[Coordinate annotation records]
=-=-=-=-=

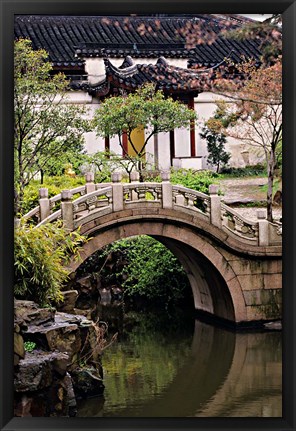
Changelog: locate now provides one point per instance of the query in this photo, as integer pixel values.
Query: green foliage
(247, 171)
(45, 128)
(279, 157)
(216, 147)
(145, 269)
(53, 184)
(76, 157)
(146, 108)
(29, 346)
(196, 180)
(39, 258)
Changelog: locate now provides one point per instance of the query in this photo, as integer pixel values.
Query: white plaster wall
(182, 142)
(204, 106)
(164, 156)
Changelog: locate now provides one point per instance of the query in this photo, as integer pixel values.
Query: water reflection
(190, 371)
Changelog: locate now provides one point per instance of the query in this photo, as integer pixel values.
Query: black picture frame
(9, 8)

=-=-=-=-=

STATED GOAL: Update the listing so that "photo" becomes "image" everywhere it occurs, keeping everything else the same. Omit the pictures from your answer.

COMPLETE RESPONSE:
Changelog: locate now provides one point per instance of the query in this image, as integer pixel values.
Query: green foliage
(247, 171)
(45, 128)
(279, 157)
(216, 147)
(145, 269)
(53, 184)
(76, 157)
(146, 108)
(29, 346)
(196, 180)
(39, 258)
Changelog: locate now provides one point per instance of the query in this image, as integer pixel values.
Query: white plaster wall
(182, 142)
(204, 106)
(164, 156)
Changelog: locate now provides one point per instance of the query in this image, as integer pixel values.
Query: water reflection
(190, 371)
Changelog: locate now provides one point per instance of the query in this image, as integer pixel values.
Query: black picture frame
(9, 8)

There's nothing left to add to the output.